* [Stored data]

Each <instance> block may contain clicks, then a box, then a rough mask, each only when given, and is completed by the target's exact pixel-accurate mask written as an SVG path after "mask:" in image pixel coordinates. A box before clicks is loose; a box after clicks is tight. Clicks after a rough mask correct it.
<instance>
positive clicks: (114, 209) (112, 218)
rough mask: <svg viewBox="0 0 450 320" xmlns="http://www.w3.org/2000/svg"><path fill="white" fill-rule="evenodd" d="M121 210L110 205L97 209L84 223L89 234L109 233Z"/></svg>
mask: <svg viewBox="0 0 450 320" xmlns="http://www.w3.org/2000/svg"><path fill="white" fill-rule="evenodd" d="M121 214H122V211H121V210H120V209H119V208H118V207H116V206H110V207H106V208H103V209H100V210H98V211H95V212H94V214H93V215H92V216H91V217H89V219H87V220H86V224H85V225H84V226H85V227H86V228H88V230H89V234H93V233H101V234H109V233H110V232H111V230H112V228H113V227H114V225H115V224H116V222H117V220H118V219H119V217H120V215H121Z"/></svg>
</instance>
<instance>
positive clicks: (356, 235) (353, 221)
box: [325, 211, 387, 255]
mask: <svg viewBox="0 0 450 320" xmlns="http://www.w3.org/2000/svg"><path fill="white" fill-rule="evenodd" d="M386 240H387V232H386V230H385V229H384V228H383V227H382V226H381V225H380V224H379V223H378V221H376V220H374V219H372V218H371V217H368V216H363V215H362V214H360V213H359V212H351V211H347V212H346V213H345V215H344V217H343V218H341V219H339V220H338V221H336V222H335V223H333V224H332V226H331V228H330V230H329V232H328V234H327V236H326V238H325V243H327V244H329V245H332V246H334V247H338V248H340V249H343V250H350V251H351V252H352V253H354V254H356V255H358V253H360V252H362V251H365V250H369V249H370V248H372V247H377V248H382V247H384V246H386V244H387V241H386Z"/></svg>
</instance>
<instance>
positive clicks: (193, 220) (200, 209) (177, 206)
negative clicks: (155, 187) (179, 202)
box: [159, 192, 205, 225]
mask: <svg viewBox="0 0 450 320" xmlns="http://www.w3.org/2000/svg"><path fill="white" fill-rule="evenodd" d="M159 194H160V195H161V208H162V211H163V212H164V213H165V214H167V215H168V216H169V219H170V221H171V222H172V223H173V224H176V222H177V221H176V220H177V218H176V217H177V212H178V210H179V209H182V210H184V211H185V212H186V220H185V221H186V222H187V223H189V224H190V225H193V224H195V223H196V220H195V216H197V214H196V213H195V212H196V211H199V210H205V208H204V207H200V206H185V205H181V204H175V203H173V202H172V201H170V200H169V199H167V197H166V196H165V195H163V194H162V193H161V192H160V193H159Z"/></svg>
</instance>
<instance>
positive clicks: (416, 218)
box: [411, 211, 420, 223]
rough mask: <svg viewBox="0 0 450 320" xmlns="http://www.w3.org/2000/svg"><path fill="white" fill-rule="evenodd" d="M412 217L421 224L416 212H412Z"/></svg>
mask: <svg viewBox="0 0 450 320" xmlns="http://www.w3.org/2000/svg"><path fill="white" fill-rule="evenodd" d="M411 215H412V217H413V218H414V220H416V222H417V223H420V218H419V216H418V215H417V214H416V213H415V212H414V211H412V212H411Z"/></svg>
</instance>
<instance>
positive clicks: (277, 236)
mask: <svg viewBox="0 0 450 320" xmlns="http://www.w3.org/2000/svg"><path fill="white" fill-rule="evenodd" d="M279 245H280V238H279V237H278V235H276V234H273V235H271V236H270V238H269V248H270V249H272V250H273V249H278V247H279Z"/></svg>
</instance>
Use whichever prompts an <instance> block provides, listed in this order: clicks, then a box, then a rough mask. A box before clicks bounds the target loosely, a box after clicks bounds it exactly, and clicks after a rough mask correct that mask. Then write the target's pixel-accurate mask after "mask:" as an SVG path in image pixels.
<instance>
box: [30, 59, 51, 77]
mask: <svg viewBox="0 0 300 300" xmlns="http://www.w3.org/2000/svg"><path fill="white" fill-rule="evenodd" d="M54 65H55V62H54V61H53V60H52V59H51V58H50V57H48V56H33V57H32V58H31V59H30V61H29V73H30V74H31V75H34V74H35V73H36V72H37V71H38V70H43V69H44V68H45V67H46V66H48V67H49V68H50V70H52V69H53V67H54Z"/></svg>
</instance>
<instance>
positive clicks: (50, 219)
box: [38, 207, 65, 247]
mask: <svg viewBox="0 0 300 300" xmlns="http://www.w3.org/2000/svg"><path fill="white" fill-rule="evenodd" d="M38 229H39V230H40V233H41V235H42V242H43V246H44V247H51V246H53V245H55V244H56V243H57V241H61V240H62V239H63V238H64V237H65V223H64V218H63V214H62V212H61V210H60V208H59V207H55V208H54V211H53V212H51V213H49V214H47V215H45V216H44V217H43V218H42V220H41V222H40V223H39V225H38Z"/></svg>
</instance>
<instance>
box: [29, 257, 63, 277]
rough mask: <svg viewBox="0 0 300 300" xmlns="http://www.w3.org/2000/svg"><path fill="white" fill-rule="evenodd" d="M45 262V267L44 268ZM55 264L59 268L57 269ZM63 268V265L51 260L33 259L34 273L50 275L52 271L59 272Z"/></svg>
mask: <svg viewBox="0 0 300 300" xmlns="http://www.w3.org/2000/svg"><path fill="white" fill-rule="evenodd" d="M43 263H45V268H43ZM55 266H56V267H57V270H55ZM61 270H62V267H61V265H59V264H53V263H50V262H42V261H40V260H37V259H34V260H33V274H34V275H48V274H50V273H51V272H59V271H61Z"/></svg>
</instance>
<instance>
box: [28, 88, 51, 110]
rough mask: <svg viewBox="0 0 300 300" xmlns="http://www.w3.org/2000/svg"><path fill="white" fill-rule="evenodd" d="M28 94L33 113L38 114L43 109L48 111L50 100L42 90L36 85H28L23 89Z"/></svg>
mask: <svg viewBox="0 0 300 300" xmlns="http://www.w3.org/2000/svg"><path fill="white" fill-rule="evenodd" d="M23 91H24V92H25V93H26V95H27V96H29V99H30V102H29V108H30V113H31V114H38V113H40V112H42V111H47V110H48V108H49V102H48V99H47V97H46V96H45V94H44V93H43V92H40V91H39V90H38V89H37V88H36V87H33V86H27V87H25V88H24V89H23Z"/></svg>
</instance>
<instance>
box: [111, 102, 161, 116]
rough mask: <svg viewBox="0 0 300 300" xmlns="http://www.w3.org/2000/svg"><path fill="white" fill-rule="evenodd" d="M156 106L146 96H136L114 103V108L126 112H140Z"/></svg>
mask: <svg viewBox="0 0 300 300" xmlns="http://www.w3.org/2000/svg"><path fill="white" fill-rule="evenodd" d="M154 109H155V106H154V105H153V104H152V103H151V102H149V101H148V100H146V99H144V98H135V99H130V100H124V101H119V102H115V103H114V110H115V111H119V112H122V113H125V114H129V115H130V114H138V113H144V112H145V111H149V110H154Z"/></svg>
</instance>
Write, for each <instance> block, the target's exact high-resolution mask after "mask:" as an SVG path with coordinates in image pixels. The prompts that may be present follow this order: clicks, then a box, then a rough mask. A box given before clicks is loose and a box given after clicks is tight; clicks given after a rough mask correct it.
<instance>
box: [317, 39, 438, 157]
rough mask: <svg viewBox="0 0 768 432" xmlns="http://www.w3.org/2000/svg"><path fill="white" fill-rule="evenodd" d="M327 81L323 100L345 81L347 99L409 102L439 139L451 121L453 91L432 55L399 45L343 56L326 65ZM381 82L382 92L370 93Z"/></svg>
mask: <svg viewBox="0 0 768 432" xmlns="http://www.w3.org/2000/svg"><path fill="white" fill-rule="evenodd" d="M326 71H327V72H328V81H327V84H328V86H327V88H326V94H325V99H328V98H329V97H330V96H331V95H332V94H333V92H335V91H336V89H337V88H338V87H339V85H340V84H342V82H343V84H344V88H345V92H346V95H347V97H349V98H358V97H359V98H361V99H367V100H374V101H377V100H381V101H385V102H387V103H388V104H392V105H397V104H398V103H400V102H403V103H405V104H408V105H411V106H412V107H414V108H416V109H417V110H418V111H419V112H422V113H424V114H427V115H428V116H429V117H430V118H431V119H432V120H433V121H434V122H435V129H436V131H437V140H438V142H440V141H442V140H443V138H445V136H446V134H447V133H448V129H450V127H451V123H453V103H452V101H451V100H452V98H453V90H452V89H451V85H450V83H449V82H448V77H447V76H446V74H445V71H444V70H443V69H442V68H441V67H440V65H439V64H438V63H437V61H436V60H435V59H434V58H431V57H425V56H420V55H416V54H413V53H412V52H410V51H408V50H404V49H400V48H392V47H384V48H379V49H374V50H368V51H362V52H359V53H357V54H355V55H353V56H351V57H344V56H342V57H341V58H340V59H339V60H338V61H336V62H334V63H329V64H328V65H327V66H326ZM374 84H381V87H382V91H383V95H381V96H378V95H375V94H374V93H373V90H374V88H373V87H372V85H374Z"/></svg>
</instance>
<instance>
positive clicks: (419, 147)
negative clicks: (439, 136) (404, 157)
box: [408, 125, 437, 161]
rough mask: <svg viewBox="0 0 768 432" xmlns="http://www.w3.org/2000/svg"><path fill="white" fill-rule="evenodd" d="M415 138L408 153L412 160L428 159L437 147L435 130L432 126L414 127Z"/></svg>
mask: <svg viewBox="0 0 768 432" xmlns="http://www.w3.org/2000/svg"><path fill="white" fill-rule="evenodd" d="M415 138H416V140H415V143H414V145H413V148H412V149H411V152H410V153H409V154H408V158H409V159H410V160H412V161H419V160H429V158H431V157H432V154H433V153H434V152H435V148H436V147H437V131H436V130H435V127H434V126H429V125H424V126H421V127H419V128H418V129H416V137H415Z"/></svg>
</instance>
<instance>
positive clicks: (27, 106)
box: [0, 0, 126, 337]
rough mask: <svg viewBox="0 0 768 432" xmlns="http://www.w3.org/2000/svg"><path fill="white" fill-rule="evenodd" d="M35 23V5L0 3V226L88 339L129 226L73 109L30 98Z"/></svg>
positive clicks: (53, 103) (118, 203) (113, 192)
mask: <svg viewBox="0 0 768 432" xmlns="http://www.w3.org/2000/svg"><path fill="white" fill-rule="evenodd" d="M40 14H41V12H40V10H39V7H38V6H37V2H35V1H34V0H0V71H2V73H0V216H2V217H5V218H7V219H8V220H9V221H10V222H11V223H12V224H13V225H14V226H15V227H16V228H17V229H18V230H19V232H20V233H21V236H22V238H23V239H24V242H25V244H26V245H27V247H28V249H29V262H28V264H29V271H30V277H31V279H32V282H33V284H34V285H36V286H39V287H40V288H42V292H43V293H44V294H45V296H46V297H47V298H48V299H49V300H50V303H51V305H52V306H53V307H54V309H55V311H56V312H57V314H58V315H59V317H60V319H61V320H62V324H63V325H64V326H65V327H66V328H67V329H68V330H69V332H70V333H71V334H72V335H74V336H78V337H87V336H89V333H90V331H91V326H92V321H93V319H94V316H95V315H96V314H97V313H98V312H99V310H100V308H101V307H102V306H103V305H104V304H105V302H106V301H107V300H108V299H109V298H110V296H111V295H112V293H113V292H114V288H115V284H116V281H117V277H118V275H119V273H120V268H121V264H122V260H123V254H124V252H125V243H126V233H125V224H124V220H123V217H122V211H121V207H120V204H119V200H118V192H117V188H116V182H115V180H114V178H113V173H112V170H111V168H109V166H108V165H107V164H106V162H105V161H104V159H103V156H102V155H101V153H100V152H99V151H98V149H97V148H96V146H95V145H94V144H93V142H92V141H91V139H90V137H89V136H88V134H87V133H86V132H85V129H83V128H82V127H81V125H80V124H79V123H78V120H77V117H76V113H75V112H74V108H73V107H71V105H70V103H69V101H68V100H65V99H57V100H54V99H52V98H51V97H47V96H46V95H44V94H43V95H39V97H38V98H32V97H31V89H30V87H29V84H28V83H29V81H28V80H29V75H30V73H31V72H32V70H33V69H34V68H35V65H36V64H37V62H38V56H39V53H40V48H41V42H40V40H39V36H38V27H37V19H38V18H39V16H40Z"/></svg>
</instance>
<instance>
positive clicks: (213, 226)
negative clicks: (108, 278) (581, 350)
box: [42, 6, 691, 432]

* [WHAT YOU WILL DO] Your whole answer should be one number, the count of lines in the records that hold "negative".

* [EXPECTED ANSWER] 3